Start of Supplied material

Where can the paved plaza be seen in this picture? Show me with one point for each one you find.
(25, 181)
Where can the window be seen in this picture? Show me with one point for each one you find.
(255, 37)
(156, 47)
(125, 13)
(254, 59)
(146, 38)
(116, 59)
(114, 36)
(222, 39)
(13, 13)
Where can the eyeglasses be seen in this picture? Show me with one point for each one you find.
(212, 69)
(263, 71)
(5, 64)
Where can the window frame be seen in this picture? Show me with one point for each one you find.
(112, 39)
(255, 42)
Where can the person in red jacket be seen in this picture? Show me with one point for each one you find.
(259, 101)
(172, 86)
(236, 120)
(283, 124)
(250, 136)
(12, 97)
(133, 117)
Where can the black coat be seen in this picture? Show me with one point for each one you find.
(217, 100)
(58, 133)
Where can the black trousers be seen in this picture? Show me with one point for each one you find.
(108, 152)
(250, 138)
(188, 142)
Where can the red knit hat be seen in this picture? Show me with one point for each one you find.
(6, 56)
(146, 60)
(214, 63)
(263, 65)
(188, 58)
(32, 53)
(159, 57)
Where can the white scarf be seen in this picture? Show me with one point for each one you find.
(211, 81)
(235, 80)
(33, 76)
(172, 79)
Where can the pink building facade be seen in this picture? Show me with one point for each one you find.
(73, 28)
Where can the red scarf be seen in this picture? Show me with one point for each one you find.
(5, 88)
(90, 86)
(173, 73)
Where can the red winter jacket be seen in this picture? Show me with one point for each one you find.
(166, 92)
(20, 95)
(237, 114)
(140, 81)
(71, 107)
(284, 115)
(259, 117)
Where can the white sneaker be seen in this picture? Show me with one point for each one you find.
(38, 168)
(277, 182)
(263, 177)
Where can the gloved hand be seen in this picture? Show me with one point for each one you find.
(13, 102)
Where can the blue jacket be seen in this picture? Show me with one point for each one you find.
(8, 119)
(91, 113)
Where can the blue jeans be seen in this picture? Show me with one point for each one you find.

End of Supplied material

Directions
All the records above need to be transcribed exactly and in full.

Result of the task
Where can the paved plaza be seen in this picture? Show me with one point for each one you find.
(25, 181)
Where can the window be seen in this picture? Show me with one point for each one you find.
(255, 37)
(156, 47)
(125, 13)
(254, 59)
(146, 38)
(116, 59)
(114, 36)
(222, 39)
(13, 13)
Where can the eyeglasses be seen in this picture? Show me with one point for each one you find.
(212, 69)
(263, 71)
(5, 64)
Where can the window frame be seen in this picture? Show me with one point for each one you find.
(112, 39)
(255, 42)
Where can the person in red jacket be seen in this picture? Show me with one point for each one you find.
(259, 101)
(172, 86)
(236, 120)
(283, 124)
(250, 136)
(12, 97)
(133, 117)
Where can the black coat be seen in this picture? Show me with one point for each one you find.
(217, 100)
(58, 133)
Where can the black trousers be seen in this picture? Show me with one point for each one you find.
(108, 152)
(250, 138)
(188, 142)
Where can the red knit hat be seen in this picture? Show me with one point for each one you find.
(6, 56)
(146, 60)
(214, 63)
(263, 65)
(188, 58)
(32, 53)
(159, 57)
Where can the white scarf be seen in this picture? Show me with one point for each one you find.
(211, 81)
(235, 80)
(33, 76)
(172, 79)
Where can the pink building facade be seen in this picture? Show me with one point for each one you find.
(73, 28)
Where can the red scarf be seen in this picture? Show me with one point for each one you find.
(5, 88)
(90, 86)
(173, 73)
Where can the red winter jacket be seen in this picture? Show me with one point for each one you find.
(166, 92)
(20, 95)
(237, 114)
(140, 81)
(71, 107)
(284, 115)
(259, 117)
Where can the white sneaker be seen in this picture? Show me with one point for each one you find.
(38, 168)
(277, 182)
(263, 177)
Where can the gloved hand be seen in this picture? Show me with one point for each one you find.
(13, 102)
Where can the blue jacket be seen in this picture? Show me with one point for each one you find.
(8, 119)
(91, 113)
Where can the blue jeans be seen in this picture? Show me with one point for each one you find.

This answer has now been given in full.